▶ _Your instructions_:
Which lines in the entries below contain the string "propane"? Pull out each of those lines in full, treating uppercase and lowercase as different.

▶ _Records to process_:

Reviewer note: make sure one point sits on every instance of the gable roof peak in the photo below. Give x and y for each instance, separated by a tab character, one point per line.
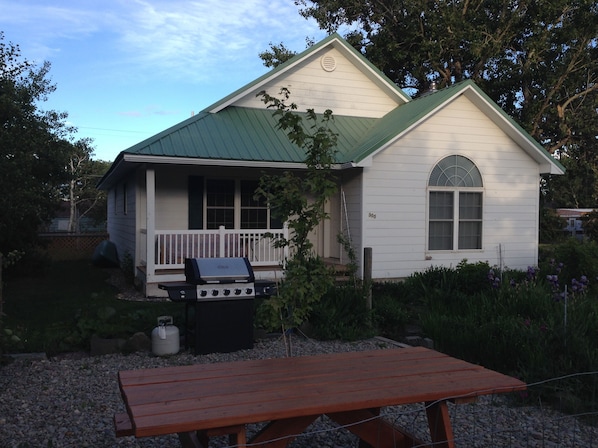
333	40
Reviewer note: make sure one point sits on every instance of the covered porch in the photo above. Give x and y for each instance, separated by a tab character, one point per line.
162	253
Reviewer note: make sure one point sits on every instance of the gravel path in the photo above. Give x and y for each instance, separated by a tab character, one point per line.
70	401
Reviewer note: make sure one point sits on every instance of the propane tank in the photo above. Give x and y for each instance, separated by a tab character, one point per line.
165	337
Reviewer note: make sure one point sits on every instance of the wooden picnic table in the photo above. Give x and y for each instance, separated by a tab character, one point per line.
205	400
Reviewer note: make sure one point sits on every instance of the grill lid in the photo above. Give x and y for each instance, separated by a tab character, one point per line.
199	271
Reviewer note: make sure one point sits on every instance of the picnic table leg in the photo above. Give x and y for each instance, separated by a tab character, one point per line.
373	431
439	423
279	433
201	439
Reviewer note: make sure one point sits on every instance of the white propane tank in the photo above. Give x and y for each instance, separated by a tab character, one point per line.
165	337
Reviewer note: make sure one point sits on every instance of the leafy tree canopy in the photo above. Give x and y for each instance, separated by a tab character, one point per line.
537	59
34	150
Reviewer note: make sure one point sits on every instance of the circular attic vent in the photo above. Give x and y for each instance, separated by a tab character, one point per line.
328	63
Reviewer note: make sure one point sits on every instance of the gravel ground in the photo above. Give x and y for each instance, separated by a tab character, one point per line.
69	401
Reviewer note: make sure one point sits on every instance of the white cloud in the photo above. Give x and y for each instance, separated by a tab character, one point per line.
192	38
174	38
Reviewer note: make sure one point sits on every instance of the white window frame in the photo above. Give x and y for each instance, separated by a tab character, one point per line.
456	218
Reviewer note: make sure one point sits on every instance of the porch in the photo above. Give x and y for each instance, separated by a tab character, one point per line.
161	253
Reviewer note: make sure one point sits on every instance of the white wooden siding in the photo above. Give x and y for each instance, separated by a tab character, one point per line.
346	90
395	210
121	226
352	215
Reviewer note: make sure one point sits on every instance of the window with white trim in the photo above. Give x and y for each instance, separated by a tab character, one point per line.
455	199
230	203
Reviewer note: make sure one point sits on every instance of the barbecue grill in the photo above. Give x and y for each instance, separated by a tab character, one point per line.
218	294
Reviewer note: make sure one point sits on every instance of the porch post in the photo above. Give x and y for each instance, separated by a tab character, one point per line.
150	188
222	246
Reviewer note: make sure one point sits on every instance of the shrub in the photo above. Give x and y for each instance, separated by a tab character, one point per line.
342	314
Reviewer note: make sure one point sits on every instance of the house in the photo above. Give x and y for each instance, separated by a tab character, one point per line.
423	182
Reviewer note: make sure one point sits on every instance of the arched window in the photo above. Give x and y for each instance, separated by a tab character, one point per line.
455	205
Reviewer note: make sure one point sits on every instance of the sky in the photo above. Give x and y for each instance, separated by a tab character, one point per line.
125	70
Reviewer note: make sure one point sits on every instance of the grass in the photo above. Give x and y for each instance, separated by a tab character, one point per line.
60	309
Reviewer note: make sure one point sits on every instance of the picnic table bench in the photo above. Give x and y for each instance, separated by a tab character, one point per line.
207	400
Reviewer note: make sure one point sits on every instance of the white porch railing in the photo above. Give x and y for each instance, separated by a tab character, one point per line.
173	246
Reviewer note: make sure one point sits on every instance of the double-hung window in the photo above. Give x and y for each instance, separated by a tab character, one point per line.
455	205
228	202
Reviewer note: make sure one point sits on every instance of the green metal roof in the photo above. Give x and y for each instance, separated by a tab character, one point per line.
244	134
247	134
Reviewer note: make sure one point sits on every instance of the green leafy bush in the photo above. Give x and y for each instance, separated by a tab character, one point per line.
535	325
342	313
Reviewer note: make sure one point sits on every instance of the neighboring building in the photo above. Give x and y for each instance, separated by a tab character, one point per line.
573	217
431	181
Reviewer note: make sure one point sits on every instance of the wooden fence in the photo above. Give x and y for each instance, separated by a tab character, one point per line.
68	246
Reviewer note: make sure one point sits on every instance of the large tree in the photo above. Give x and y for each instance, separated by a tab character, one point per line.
80	191
537	59
34	150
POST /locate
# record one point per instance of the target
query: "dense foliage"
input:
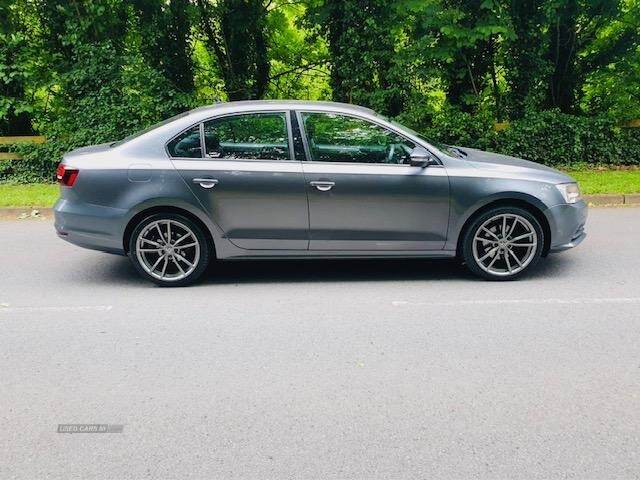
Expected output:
(564, 73)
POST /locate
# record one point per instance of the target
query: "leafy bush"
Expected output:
(548, 137)
(105, 99)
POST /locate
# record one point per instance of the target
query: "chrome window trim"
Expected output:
(393, 129)
(201, 123)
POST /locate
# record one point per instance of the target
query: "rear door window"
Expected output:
(252, 136)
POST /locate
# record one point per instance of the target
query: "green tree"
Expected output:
(235, 31)
(165, 29)
(15, 60)
(361, 39)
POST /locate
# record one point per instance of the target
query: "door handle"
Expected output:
(322, 186)
(206, 182)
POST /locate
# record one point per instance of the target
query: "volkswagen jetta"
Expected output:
(286, 179)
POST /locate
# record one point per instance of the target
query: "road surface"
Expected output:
(321, 369)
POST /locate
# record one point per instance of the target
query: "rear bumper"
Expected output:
(90, 226)
(567, 225)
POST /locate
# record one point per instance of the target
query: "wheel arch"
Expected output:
(152, 210)
(529, 206)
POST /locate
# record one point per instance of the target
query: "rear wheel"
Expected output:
(503, 243)
(169, 249)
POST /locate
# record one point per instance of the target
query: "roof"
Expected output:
(247, 105)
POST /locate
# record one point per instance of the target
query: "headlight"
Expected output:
(570, 192)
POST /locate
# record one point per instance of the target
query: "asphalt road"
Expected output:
(321, 370)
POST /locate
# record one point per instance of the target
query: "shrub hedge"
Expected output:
(548, 137)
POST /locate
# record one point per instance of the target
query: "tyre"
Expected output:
(169, 249)
(503, 243)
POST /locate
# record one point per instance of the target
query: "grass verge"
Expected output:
(607, 181)
(591, 182)
(32, 195)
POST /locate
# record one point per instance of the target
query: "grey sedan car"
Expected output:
(287, 179)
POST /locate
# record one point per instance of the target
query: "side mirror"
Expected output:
(421, 157)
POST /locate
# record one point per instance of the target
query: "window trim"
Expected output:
(201, 123)
(166, 145)
(396, 131)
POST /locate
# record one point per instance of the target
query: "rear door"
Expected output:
(242, 170)
(363, 194)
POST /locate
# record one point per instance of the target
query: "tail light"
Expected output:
(66, 175)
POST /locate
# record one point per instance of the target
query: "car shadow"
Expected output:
(114, 269)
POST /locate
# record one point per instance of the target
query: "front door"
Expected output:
(363, 195)
(247, 179)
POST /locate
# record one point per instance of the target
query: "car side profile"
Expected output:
(290, 179)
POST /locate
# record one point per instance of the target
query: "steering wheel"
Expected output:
(392, 151)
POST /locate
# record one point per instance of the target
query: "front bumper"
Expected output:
(567, 224)
(90, 226)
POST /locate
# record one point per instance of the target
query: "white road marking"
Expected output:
(518, 301)
(80, 308)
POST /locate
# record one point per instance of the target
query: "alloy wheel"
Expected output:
(505, 244)
(168, 250)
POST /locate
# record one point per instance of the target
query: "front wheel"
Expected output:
(503, 243)
(169, 249)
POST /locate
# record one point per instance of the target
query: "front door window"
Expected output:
(342, 138)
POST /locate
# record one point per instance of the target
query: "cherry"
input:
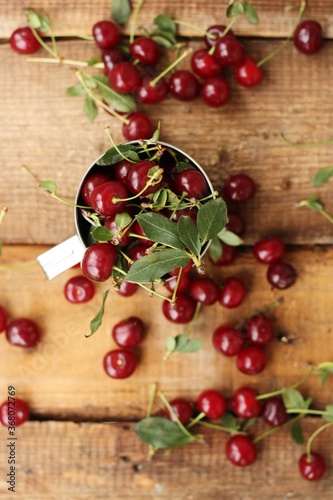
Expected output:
(23, 332)
(124, 77)
(308, 37)
(23, 41)
(192, 182)
(248, 73)
(145, 50)
(274, 412)
(204, 290)
(98, 261)
(215, 91)
(269, 250)
(205, 64)
(183, 85)
(227, 340)
(259, 330)
(212, 403)
(151, 94)
(79, 289)
(119, 363)
(128, 332)
(182, 408)
(251, 360)
(138, 127)
(106, 34)
(104, 198)
(232, 293)
(281, 275)
(13, 416)
(312, 468)
(181, 312)
(240, 450)
(229, 51)
(244, 403)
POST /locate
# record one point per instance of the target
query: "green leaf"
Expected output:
(188, 234)
(212, 218)
(160, 229)
(230, 238)
(97, 320)
(90, 108)
(151, 267)
(161, 432)
(296, 433)
(121, 11)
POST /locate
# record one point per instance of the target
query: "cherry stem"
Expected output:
(287, 40)
(171, 66)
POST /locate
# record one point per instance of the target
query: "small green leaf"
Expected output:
(121, 11)
(97, 320)
(212, 218)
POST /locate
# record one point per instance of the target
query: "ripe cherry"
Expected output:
(308, 37)
(251, 360)
(281, 275)
(312, 468)
(228, 340)
(106, 34)
(23, 332)
(128, 332)
(98, 261)
(79, 289)
(244, 403)
(13, 416)
(23, 41)
(269, 250)
(212, 403)
(241, 451)
(181, 312)
(183, 85)
(119, 363)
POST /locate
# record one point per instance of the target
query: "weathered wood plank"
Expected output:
(62, 460)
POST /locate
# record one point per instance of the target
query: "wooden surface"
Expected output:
(63, 379)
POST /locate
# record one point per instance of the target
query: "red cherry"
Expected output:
(98, 261)
(13, 416)
(23, 41)
(79, 289)
(119, 363)
(23, 332)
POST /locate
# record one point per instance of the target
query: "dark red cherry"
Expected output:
(108, 198)
(215, 91)
(308, 37)
(241, 451)
(119, 363)
(312, 468)
(248, 73)
(239, 188)
(229, 51)
(98, 261)
(228, 340)
(145, 50)
(183, 85)
(269, 250)
(23, 41)
(79, 289)
(23, 332)
(212, 403)
(138, 127)
(13, 416)
(124, 77)
(106, 34)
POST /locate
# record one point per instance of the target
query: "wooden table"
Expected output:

▶ _Output for this exercise_:
Reviewer note: make sure one point sits on every instance of the propane tank in the photo above. Give x and y for each instance, separated by a tab character, one point per line.
Reviewer note: make sure one point sits on every instance of the white propane tank in the photo above. Give x and y for each instance, separated by a tab character, one point per line.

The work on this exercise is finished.